Document:
Angels in America

A new survey finds that nearly 70% of Americans believe in the existence of angels, more than believe in the devil or hell.

American’s belief in angels (69%) is about on par with belief in heaven and the power of prayer, but bested by belief in God or a higher power (79%). Fewer U.S. adults believe in the devil or Satan (56%), astrology (34%), reincarnation (34%), and that physical things can have spiritual energies, such as plants, rivers or crystals (42%).

The large number of U.S. adults who say they believe in angels includes 84% of those with a religious affiliation — 94% of evangelical Protestants, 81% of mainline Protestants and 82% of Catholics — and 33% of those without one. And of those angel-believing religiously unaffiliated, that includes 2% of atheists, 25% of agnostics and 50% of those identified as “nothing in particular.”

Why are angels so appealing?

“People are yearning for something greater than themselves — beyond their own understanding,” said Jack Grogger, a chaplain for the Los Angeles Angels and a longtime Southern California fire captain who has aided many people in their gravest moments.

“For a lot of people, angels are a lot safer to worship,” said Grogger, who also pastors a nondenominational church in Orange, California, and is a chaplain for the NHL’s Anaheim Ducks.

When people have some kind of lucky escape, the idea that their ‘guardian angel’ was looking out for them makes sense, especially if the angel had some relationship with them while alive.

Jennifer Goodwin of Oviedo, Florida, also is among the roughly seven in 10 U.S. adults who say they believe in angels. She isn’t sure if God exists and rejects the afterlife dichotomy of heaven and hell, but the recent deaths of her parents solidified her views on these celestial beings.

Goodwin believes her parents are still keeping an eye on the family — not in any physical way or as a supernatural apparition, but that they manifest in those moments when she feels a general sense of comfort.

“I think that they are around us, but it’s in a way that we can’t understand,” Goodwin said. “I don’t know what else to call it except an angel.”

I kind of get it. God and the devil are formidable figures, like the CEOs of major corporations whom one may find it hard to relate to. Angels, on the other hand, are more like a hotel concierge, someone whose job it is to help you and thus one can feel a personal relationship with them.


  1. moarscienceplz says

    I remember about 20 years ago there was a huge fad in angels. ‘Touched by an Angel’ was a hit TV show for many years and before that was ‘Highway to Heaven’. I don’t see much in the way of angel references today. Crystals were big a couple of years ago, but they seem to be on the downslope. Probably Tarot cards are the biggest thing today, at least I can say that a hell of a lot of them get shoplifted from the bookstore I work at.

  2. Rob Grigjanis says

    moarscienceplz @1:

    I don’t see much in the way of angel references today.

    Well, there was the hugely popular play with the same title as this post, the 2018 revival of which received a record number of Tony nominations.

Available data:
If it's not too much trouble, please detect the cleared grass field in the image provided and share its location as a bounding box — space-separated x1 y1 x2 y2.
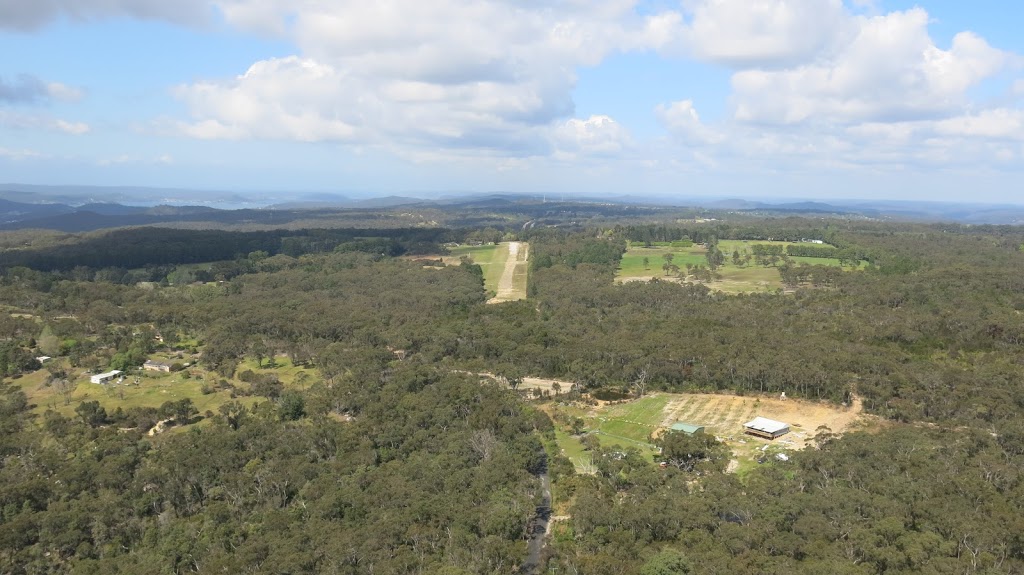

Problem set:
1. What share of U.S. adults believe in God or a higher power, according to the text on belief in angels?
2. Write out, word for word, the part of the text on belief in angels starting at "A new survey" and ending at "or crystals (42%).".

Solution set:
1. 79%

2.
A new survey finds that nearly 70% of Americans believe in the existence of angels, more than believe in the devil or hell.

American’s belief in angels (69%) is about on par with belief in heaven and the power of prayer, but bested by belief in God or a higher power (79%). Fewer U.S. adults believe in the devil or Satan (56%), astrology (34%), reincarnation (34%), and that physical things can have spiritual energies, such as plants, rivers or crystals (42%).